=== Do this ===
Pull out every line of the listing below that contains the string "Query", copying each one in full.

=== Stored rows ===
= = = =
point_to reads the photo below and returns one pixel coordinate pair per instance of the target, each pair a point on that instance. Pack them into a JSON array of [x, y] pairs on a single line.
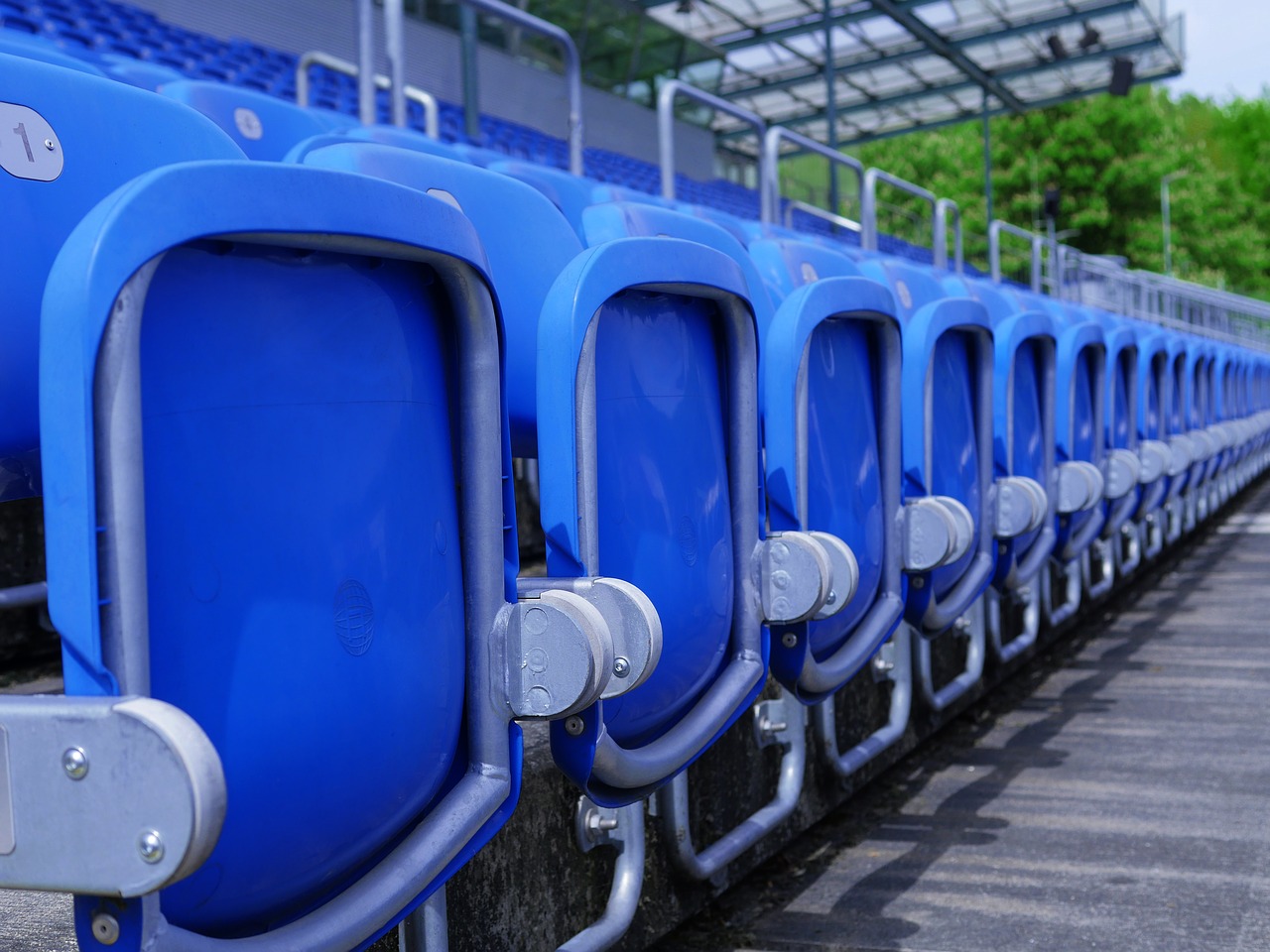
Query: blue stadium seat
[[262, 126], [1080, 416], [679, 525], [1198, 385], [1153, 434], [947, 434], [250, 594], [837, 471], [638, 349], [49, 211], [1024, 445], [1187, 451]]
= = = =
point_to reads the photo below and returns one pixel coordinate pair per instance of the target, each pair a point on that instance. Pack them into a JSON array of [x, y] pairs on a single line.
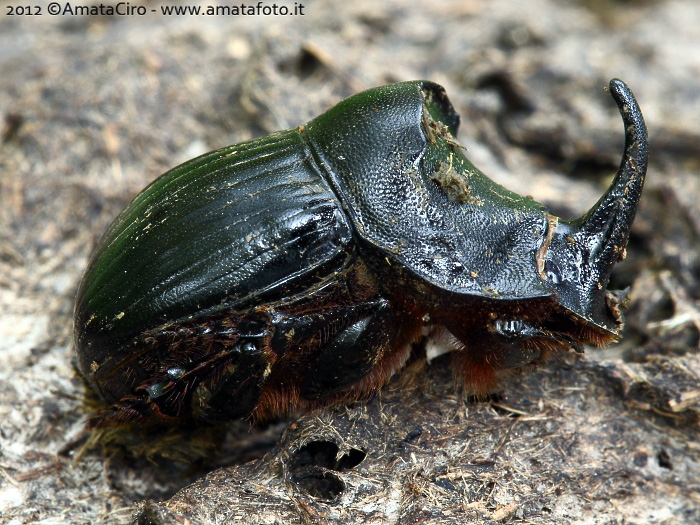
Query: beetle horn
= = = =
=== Result below ===
Query: blue stadium seat
Query: beetle horn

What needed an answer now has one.